◆ **WHAT TO WORK ON**:
Write out, word for word, only the lines from the one containing "of the mango" through the final line of the data.

◆ **THE INPUT**:
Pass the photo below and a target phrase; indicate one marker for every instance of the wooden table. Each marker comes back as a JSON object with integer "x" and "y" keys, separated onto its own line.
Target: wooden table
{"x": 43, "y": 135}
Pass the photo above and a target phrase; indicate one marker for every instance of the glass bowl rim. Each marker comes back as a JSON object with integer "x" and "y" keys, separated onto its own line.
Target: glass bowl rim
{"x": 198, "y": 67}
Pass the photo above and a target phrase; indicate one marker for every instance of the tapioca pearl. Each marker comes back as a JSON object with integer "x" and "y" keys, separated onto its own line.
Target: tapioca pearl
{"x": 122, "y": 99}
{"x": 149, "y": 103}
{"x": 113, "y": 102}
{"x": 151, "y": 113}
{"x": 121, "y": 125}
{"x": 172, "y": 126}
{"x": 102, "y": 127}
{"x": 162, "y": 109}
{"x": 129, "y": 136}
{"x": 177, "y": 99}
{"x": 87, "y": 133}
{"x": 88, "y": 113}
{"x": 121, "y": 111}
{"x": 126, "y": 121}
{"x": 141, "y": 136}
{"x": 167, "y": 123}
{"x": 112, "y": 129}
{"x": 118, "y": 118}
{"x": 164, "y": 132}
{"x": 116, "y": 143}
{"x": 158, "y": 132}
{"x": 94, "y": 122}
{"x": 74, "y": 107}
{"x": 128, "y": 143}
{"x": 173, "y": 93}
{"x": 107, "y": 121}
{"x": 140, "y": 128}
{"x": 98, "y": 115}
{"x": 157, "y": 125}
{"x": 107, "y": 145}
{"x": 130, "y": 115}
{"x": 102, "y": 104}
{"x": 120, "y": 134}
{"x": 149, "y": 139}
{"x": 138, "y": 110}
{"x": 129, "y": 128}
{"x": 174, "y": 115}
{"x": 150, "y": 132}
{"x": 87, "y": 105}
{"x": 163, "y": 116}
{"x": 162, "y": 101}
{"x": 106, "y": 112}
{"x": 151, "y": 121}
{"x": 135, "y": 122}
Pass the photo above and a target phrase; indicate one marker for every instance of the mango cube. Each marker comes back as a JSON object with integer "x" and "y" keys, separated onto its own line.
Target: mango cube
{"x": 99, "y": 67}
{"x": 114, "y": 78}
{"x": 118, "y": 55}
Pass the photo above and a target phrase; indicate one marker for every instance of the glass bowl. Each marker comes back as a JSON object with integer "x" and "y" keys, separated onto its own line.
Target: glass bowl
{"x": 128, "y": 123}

◆ **TASK ANSWER**:
Pass the photo above and a target phrase; indicate one marker for every instance of the mango cube. Each marker comes back as a JSON object with integer "x" and "y" keys, separated onto its own line.
Target: mango cube
{"x": 99, "y": 67}
{"x": 114, "y": 78}
{"x": 118, "y": 55}
Pass the photo above and a target phrase; indicate one marker for every instance of the glass bowl. Each marker comes back as a JSON object with integer "x" and "y" keys, separated onto its own line.
Target: glass bowl
{"x": 128, "y": 123}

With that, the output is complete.